**Recorded information:**
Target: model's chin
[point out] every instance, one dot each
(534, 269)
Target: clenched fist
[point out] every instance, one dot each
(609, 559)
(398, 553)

**Problem statement:**
Copy out every line of the items above, word for word.

**The result:**
Target: model's chin
[point out] every instance, one dot each
(534, 269)
Target: clenched fist
[point out] every instance, one dot each
(609, 559)
(398, 553)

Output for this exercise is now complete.